Problem details:
Nothing but the lines from the line with "If you could pick out the girl" to the end of the records below should appear in the answer, each exactly as given.

Provided data:

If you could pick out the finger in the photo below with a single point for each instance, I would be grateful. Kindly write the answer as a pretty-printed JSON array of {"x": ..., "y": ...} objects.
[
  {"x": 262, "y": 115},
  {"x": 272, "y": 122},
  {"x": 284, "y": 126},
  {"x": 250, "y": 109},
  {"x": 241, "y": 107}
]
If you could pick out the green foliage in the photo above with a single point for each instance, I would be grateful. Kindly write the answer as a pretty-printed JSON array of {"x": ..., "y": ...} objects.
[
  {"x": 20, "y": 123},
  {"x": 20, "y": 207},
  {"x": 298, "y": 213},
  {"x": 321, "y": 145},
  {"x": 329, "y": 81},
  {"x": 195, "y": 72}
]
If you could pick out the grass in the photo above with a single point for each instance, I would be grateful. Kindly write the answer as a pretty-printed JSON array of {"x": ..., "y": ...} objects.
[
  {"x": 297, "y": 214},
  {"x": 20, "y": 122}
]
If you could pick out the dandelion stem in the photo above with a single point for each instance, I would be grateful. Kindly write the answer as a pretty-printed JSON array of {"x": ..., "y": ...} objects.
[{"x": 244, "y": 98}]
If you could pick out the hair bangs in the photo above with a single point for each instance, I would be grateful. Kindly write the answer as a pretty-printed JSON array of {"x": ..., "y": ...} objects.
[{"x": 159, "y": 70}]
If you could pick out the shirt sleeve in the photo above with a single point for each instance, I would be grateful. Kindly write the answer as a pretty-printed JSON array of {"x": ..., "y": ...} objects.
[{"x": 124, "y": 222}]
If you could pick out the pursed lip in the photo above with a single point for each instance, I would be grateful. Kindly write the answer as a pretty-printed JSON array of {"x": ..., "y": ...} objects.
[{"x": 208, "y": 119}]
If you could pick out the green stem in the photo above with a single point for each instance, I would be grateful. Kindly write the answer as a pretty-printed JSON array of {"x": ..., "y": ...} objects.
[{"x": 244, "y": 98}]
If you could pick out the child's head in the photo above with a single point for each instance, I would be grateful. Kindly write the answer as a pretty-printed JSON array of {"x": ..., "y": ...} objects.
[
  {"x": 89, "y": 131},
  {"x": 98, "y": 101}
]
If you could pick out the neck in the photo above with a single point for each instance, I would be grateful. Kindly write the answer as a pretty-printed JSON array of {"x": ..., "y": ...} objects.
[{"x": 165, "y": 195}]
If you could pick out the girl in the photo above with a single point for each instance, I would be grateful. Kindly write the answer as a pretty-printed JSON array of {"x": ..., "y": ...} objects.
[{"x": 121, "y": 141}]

Written solution:
If you could pick out the girl in the photo above with a single point for each instance, I would be grateful. Kindly write the answer as a pretty-printed JSON array of {"x": ..., "y": ...} objects.
[{"x": 121, "y": 141}]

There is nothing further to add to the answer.